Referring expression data
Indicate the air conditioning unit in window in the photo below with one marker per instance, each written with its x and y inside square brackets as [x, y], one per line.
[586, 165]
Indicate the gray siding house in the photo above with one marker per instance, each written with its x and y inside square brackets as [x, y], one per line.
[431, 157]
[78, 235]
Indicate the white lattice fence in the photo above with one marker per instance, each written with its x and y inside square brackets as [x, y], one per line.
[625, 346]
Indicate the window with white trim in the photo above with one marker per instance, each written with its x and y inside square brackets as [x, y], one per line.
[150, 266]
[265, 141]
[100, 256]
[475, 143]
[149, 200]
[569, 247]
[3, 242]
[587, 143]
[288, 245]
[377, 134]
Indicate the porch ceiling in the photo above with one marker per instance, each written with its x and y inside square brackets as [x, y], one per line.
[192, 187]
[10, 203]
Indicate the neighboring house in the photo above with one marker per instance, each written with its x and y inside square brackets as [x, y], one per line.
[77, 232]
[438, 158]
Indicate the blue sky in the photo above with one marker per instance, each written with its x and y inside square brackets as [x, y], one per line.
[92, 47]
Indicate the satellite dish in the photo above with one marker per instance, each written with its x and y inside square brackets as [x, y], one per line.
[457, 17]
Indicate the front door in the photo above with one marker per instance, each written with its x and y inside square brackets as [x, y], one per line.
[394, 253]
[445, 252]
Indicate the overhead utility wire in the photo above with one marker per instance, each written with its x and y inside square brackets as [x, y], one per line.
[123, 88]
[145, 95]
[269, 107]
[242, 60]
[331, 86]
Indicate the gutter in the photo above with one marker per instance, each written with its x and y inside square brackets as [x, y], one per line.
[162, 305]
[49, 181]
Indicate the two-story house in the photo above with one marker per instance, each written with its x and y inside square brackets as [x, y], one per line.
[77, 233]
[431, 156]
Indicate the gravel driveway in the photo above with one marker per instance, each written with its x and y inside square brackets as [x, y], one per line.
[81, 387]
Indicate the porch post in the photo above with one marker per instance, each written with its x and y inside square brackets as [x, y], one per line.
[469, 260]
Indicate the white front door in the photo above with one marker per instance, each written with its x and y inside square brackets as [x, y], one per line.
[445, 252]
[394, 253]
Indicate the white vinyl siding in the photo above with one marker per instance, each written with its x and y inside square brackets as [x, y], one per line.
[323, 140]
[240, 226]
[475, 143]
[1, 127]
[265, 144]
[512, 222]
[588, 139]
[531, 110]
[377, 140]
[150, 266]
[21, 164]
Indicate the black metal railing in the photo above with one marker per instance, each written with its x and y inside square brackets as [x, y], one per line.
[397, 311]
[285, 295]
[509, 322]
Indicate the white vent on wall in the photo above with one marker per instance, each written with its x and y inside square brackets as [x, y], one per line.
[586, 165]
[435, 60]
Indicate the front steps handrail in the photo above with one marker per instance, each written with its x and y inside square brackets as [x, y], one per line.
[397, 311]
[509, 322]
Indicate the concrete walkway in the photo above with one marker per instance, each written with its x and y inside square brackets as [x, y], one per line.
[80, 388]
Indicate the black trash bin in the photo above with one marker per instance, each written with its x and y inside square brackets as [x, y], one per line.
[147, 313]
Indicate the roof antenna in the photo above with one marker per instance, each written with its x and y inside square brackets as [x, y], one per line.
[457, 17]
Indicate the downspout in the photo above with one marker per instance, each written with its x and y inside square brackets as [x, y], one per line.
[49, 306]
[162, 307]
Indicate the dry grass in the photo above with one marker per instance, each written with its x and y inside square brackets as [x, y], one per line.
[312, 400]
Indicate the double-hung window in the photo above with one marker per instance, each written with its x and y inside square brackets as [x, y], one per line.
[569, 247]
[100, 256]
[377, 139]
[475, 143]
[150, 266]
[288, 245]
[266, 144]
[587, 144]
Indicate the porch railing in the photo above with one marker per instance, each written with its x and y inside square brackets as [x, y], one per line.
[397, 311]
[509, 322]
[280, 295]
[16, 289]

TASK DESCRIPTION:
Your task is to repeat every entry exactly.

EXPECTED OUTPUT:
Indicate the air conditioning unit in window in the photo below with one marker per instance, each written with its x and y inside square brackets as [x, y], one per line.
[586, 165]
Indicate the gray siding house in the photo above with one marker per instance, each written with its x and y inside square brackets as [x, y], one per line.
[431, 157]
[78, 235]
Indicate the white lattice fence in the photo above with one marker per instance, each written with its x and y inside square brackets as [x, y], one per line.
[625, 346]
Indicate the window with white trim in the photo above with one marker per instance, each written with its x and y inside square brackets as [x, y], one per line.
[150, 266]
[265, 141]
[100, 256]
[475, 143]
[149, 200]
[569, 247]
[3, 242]
[587, 143]
[288, 245]
[377, 134]
Indicate the porch ceiling in the photo above with one marker per instance, each written with its x and y inside square brackets as [x, y], one per line.
[192, 187]
[10, 203]
Indicate the neighboring house in the photo above with one marker per instance, each written with its x and y inside square brackets as [x, y], one per line.
[77, 232]
[438, 158]
Indicate the blue sky in the photo above with one marker per instance, each written with its x and y inside square brackets as [x, y], one per line.
[92, 47]
Indicate the satellite dish in the photo above with one marker per instance, each written with its x and y inside square brackets as [x, y], one per line.
[457, 17]
Indicate the front door in the photo above with one marker per instance, each written with its x and y inside square brackets as [x, y], one per line.
[394, 253]
[445, 252]
Indicate the overhead utility wire in the photo above with one marker per instance, each written with its x and y inside square brackets as [x, y], one per line.
[123, 88]
[145, 95]
[269, 107]
[242, 60]
[331, 86]
Indicate the gutter in the photo above with one marker per instance, each written with its x and y inside square brackets as [x, y], one per line.
[162, 305]
[49, 181]
Indicate the two-story house in the photo above with one marker per instance, each written with its x and y inside square brackets as [x, y], one per line.
[77, 233]
[431, 156]
Indicate the gravel driveway in the photo above with one marker per instance, each written with its x and y inside square brackets as [x, y], one per line.
[81, 387]
Indicate the porch post in the photo above with one marker per instance, each written with its x and y inside square brackets as [x, y], one per line.
[469, 260]
Indicate the white front door in the photo above with one marker per instance, each written with its x and y inside square brackets as [x, y], one per line.
[445, 252]
[394, 253]
Indicate the white vinyl siding in the photo above with one marker per instance, each written with its x and y inside square brackets as [x, y], one per line.
[323, 140]
[240, 226]
[475, 143]
[1, 127]
[265, 144]
[512, 222]
[588, 139]
[531, 110]
[377, 140]
[150, 266]
[21, 164]
Indicate the black metal railing in the photo above with one marker per instance, each written with its x and y inside square brackets as [x, y], one per line.
[397, 311]
[285, 295]
[509, 322]
Indicate the white vent on wall in the photo above with one marker per instance, each written with its x and y inside square brackets as [x, y], one per line.
[586, 165]
[435, 60]
Indicate the front steps handrail in the photo above with one marker per instance, each written with its x and y inside square brackets as [x, y], one per line.
[397, 311]
[509, 322]
Indicate the concrete walkway in the photo above with one marker per instance, each written with its x and y inside square brackets as [x, y], one per line.
[80, 388]
Indicate the black trash bin in the photo above with one marker per instance, each written with its x and y inside square brackets as [x, y], one per line.
[147, 313]
Indicate the roof antenna in the photo above with one marker per instance, each written with its x and y inside square brackets as [x, y], one per line.
[457, 17]
Indicate the downspout in the photo above with one marker per instance, each written with its x and y inside square brackets as [x, y], one per line.
[49, 306]
[162, 307]
Indicate the dry grass in the photo above with one marker per instance, each written with its x and y inside square brackets as [x, y], one per line.
[312, 400]
Indicate the double-hung window in the photo above with one marker per instance, each written with its x and y inside square brackets as [x, y], one per line.
[569, 247]
[100, 256]
[377, 139]
[475, 143]
[150, 266]
[288, 245]
[266, 144]
[587, 144]
Indicate the porch railing in the photo above with one marker per instance, each written with its x and y inside square brackets as [x, y], one per line.
[397, 311]
[509, 322]
[280, 295]
[16, 289]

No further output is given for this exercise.